Give back only the lines from the one with "Can you find the tower with" through the last line of the data, exactly as they appear.

Dataset records
** Begin **

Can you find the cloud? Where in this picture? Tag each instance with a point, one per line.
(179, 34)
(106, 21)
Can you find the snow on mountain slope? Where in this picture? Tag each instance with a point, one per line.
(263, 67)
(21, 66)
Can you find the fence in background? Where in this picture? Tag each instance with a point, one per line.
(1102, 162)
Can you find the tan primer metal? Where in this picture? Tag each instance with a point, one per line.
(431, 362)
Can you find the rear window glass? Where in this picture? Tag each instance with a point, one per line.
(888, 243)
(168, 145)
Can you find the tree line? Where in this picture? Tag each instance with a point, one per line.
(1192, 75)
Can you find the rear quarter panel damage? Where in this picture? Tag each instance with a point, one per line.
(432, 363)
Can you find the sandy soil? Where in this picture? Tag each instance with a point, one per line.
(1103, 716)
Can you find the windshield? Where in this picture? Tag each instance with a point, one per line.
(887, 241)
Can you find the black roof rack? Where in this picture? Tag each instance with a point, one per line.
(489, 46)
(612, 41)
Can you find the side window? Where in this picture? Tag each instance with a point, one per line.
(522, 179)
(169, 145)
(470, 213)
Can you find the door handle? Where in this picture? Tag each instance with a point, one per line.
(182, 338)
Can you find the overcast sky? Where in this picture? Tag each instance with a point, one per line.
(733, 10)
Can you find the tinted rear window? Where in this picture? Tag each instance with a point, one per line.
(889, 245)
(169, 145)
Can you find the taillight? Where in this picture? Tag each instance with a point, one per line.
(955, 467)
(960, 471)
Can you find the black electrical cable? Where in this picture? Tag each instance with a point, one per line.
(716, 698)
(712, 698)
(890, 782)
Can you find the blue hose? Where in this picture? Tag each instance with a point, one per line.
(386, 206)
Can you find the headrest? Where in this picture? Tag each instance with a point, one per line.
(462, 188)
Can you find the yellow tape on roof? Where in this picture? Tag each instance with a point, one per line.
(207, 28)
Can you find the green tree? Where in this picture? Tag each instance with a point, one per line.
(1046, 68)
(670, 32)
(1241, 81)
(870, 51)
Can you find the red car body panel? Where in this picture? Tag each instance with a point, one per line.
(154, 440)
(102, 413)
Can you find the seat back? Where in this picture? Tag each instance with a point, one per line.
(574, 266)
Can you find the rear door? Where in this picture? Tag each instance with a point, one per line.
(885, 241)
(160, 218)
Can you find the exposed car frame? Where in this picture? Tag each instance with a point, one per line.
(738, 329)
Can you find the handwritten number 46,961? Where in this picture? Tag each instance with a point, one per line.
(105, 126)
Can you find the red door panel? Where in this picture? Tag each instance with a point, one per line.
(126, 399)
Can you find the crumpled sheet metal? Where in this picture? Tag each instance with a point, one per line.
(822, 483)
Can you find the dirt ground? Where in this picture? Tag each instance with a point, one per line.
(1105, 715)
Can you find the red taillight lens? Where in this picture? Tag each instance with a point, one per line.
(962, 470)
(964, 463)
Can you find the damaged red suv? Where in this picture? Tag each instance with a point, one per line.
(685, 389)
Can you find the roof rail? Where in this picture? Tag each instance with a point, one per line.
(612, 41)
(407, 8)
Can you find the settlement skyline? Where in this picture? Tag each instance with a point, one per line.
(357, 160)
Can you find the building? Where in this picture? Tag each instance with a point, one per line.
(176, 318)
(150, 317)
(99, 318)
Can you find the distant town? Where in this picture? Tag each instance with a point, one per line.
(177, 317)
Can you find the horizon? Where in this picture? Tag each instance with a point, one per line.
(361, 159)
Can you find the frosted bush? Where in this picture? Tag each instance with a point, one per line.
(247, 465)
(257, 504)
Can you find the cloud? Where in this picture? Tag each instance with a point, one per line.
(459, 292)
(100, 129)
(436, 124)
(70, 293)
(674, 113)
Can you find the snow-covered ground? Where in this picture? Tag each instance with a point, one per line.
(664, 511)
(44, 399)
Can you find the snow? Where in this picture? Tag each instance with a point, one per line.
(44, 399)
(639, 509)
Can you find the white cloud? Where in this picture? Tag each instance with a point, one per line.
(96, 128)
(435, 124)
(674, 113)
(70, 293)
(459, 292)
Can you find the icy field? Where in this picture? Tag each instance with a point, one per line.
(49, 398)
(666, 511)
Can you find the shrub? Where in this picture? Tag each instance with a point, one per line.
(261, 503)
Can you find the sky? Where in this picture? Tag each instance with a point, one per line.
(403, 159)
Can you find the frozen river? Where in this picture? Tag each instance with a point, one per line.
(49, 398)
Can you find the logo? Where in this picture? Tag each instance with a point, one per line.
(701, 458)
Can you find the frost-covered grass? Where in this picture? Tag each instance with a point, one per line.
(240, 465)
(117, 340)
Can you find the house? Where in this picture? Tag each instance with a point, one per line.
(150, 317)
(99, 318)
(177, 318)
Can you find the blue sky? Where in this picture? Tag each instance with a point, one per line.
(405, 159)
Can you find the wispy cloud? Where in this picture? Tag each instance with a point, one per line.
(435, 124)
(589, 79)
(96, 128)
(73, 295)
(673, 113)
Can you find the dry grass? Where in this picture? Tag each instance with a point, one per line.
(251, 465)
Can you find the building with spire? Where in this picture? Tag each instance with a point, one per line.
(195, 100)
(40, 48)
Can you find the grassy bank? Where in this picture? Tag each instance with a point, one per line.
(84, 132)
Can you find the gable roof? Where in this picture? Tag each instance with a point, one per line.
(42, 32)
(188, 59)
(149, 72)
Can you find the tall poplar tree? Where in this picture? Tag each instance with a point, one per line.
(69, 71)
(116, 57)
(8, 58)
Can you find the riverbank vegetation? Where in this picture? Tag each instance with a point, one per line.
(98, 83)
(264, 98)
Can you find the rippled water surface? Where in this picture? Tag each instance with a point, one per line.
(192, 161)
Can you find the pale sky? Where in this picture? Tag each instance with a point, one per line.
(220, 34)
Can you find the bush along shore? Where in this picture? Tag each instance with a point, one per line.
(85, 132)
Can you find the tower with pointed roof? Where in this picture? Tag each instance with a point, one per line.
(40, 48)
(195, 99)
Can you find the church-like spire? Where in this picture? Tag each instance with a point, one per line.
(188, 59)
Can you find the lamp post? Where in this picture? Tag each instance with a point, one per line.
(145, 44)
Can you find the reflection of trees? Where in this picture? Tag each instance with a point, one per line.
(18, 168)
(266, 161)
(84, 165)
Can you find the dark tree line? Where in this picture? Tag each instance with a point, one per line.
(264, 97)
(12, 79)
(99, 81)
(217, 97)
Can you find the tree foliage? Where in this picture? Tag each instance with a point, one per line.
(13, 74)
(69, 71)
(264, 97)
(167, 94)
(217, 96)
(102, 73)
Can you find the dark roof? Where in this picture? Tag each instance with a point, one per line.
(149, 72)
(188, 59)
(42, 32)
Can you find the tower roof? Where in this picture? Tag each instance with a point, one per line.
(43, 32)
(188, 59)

** End **

Response
Can you find the tower with pointed roof? Where in this picture? Tag each instance with a point, one per line.
(40, 48)
(195, 99)
Can you find the church-like spire? Where in this picture? Tag each instance with a point, one per line.
(188, 59)
Can you find the lamp post? Where in this picture? Tag each instance with a point, one per line.
(145, 44)
Can you find the reflection of trees? Where in this picture? Tag each instance with a point, one per line.
(18, 168)
(266, 161)
(84, 165)
Can you find the dark tree line? Where in this picture? Tag each instance with a point, one per line.
(264, 97)
(12, 79)
(99, 81)
(217, 97)
Can you find the tree foliage? Where in this picture? Tag each instance with a point, one per line.
(13, 74)
(69, 71)
(264, 97)
(167, 94)
(217, 96)
(102, 73)
Can you find the dark roof? Where in this picture? Tag each instance with a point, one per line.
(149, 72)
(188, 59)
(42, 32)
Can you find the tower roof? Where in this picture? Tag each instance with a point, one per line.
(43, 32)
(188, 59)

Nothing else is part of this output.